● Aim of the task:
Every line below that has the string "military" needs to be copied.

● Listed records:
####################

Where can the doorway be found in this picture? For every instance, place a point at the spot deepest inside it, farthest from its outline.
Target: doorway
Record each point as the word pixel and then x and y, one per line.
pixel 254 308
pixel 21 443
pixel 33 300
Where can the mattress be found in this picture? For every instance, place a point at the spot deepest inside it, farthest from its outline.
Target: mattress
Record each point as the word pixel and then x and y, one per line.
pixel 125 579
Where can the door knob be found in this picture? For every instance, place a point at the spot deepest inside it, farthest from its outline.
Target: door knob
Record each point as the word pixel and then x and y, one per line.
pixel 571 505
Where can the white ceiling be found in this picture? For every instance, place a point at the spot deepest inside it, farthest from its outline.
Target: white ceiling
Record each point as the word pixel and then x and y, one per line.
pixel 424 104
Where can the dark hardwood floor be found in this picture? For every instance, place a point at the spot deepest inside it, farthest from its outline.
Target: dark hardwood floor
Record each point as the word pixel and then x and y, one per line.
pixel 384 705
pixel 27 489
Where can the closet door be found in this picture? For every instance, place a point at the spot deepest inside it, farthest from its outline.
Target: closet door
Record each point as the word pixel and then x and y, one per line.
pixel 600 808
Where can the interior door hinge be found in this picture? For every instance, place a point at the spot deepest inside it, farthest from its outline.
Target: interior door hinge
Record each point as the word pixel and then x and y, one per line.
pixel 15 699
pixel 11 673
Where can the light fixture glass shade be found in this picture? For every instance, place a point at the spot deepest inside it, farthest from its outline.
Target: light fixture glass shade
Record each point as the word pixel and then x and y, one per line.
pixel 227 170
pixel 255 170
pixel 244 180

####################

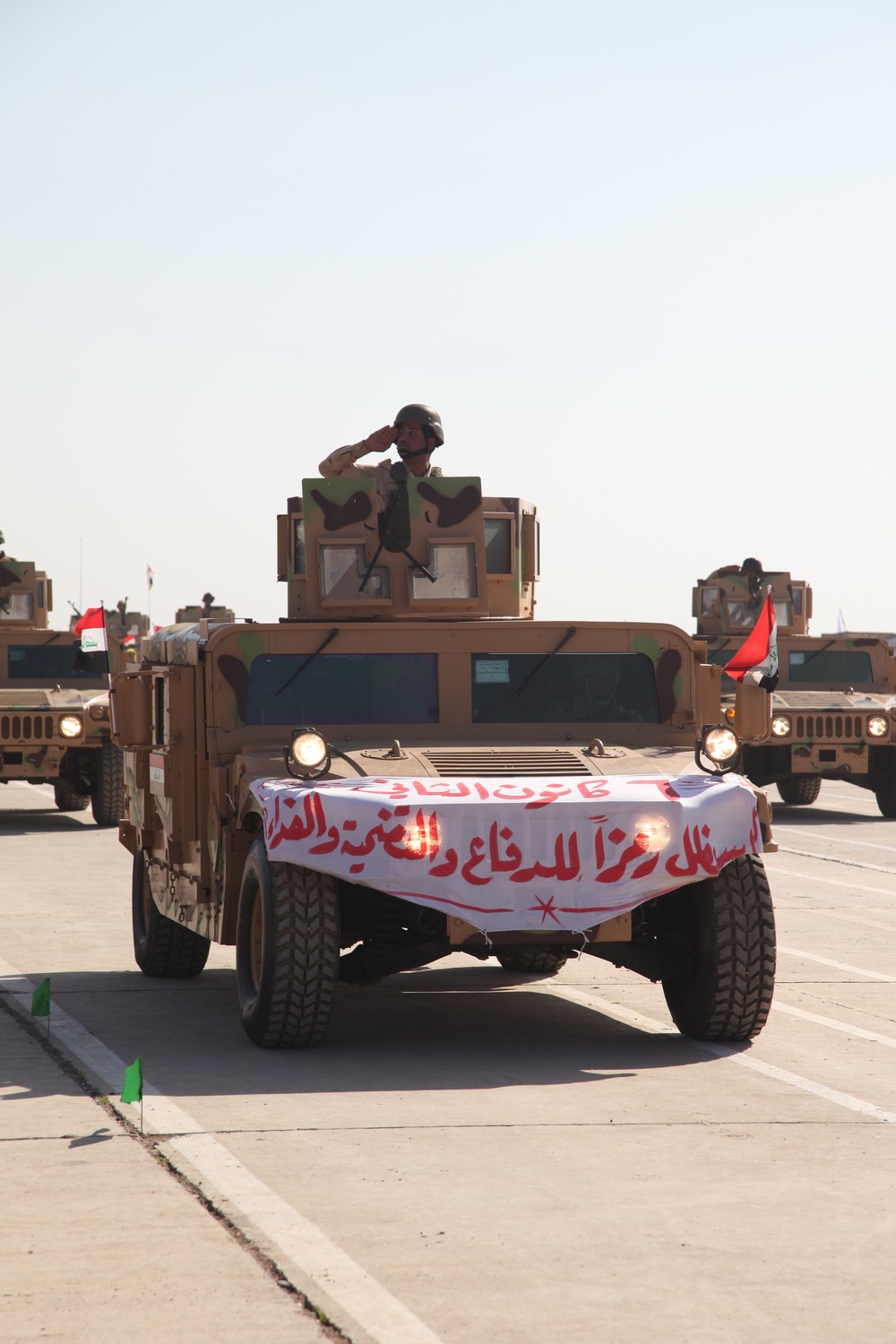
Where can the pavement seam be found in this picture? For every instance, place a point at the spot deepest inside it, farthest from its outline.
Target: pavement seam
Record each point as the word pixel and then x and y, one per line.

####################

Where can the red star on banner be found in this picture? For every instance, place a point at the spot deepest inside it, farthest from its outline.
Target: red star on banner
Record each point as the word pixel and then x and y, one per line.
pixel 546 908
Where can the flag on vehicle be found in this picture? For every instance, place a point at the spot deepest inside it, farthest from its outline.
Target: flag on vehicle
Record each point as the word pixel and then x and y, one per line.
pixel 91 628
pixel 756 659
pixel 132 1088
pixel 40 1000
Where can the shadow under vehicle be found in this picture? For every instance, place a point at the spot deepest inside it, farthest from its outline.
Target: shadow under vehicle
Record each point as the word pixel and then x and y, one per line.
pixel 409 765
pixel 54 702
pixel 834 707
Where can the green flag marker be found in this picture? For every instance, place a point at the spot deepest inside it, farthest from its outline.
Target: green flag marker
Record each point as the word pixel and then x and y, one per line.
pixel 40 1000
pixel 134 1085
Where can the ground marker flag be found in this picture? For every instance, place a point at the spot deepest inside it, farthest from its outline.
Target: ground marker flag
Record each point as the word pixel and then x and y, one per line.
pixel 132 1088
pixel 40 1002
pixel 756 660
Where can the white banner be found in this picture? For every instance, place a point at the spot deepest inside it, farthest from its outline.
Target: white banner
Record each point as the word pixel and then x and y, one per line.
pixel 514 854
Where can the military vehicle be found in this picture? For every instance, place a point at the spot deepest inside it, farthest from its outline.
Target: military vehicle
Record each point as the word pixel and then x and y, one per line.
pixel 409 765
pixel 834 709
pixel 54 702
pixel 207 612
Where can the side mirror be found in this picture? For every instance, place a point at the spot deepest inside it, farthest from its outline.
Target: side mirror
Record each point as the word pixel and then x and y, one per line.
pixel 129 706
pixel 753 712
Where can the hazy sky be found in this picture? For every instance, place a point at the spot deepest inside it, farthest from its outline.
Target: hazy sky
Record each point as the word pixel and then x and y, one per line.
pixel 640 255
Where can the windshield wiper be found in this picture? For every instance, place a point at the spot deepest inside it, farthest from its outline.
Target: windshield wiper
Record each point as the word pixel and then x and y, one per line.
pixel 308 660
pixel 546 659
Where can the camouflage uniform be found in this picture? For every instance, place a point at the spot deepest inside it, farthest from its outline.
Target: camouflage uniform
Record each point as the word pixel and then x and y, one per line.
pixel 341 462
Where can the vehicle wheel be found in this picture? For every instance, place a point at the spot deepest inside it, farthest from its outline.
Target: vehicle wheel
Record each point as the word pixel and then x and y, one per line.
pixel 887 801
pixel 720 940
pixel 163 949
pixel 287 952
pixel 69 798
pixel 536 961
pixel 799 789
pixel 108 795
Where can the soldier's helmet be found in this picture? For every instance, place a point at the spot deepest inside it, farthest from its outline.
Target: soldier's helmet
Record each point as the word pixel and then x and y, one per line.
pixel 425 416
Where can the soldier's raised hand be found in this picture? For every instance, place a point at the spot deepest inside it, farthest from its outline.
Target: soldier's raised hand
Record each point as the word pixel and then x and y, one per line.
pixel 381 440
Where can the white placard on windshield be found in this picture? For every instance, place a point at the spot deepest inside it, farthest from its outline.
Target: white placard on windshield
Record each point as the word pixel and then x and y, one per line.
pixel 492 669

####################

● Task result:
Where can the military vehicle be found in this picture? For every instance, place a point at the spot deepest inside it, farthest from its outline.
Target: military vehicle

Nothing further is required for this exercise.